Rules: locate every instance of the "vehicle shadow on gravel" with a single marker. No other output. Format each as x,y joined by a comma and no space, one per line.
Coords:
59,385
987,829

==

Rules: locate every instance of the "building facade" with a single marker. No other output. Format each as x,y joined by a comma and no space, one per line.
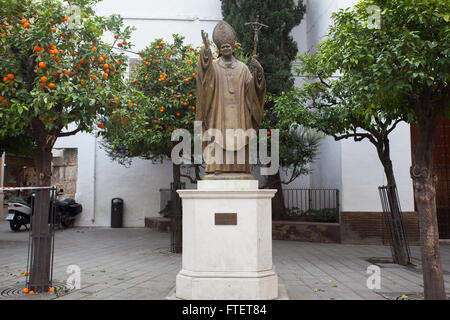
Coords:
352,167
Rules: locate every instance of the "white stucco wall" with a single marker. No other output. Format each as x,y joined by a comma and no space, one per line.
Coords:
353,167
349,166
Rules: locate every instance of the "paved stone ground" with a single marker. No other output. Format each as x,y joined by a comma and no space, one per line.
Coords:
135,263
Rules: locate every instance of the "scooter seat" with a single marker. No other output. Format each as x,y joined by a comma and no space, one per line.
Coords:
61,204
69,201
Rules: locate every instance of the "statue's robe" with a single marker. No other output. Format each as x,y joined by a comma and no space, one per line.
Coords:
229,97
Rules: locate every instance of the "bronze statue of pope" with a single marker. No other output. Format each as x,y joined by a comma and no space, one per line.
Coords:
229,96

---

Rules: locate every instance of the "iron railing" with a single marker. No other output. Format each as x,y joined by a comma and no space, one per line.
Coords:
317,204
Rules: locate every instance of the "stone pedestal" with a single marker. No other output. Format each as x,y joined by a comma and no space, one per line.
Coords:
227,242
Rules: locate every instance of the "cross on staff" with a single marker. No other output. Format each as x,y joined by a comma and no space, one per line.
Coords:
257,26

● WRITTEN INSTRUCTION
Keep only the lines of the data above that contain the string "stone", copying each one in full. Match case exactly.

● EXPECTED ANSWER
Rules: locate every instance of the "paved stone ground" with a single marker. No other output. Format each as x,y joined by a comma and no space, one per line.
Rules: locate every instance of the "stone pedestal" with a single marker. No other output. Format each as x,y joined by a comma and no space, one per line.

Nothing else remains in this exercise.